TEXT BLOCK:
⟨

This was among the biggest stories in the world yesterday.

British Prime Minister Theresa May says her government has concluded it is "highly likely" Russia is responsible for the poisoning of an ex-spy and his daughter with a military-grade nerve agent.

May told British lawmakers on Monday that Sergei Skripal and his daughter, Yulia, were exposed to a nerve agent known as Novichok, a weapon developed in the Soviet Union in the end of the Cold War.

By some estimates, hundreds of local people may have been exposed to the dangerous nerve agent.

In case this isn't obvious, the United Kingdom, a pillar of NATO and a nuclear-armed state, came awfully close to saying Russia launched an attack on their sovereign soil. Indeed, the British prime minister specifically declared yesterday, "Either this was a direct act by the Russian state against our country, or the Russian government lost control of this potentially catastrophically damaging nerve agent and allowed it to get into the hands of others."

⟩

Referring expression pointing data:
⟨

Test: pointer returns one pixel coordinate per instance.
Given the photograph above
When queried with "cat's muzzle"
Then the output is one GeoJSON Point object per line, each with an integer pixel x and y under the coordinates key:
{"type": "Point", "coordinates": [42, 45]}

⟩

EXERCISE TASKS:
a) In the passage on the Skripal poisoning, rewrite everything from "May told British" down to "dangerous nerve agent.", replacing "nerve agent" with "chemical weapon".
b) Summarize the passage on the Skripal poisoning in two sentences.
c) Write what comes next in the passage on the Skripal poisoning, continuing from its final sentence.

TASK-BY-TASK ANSWERS:
a)
May told British lawmakers on Monday that Sergei Skripal and his daughter, Yulia, were exposed to a chemical weapon known as Novichok, a weapon developed in the Soviet Union in the end of the Cold War.

By some estimates, hundreds of local people may have been exposed to the dangerous chemical weapon.

b) Theresa May says the British government has concluded it is "highly likely" that Russia poisoned ex-spy Sergei Skripal and his daughter, Yulia, with Novichok, a military-grade nerve agent developed in the Soviet Union, and by some estimates hundreds of local people may have been exposed. The United Kingdom came close to saying Russia attacked its soil, as May declared that either the Russian state acted directly against Britain or its government lost control of the nerve agent and let it reach others.

c)
And so, naturally, attention then turned to the United States. Would Donald Trump's White House stand arm-in-arm with one of America's closest allies after an apparent Russian attack?

A reporter yesterday asked the president's press secretary, Sarah Huckabee Sanders, if there will be "any repercussions for Russia from the United States, in coordination with its British allies." Sanders replied that the United States condemns the attack, adding, "We stand by our closest ally and the special relationship that we have."

Pressed further, however, Sanders refused to say that Russia was behind the incident. The White House spokesperson also wouldn't endorse Theresa May's conclusions.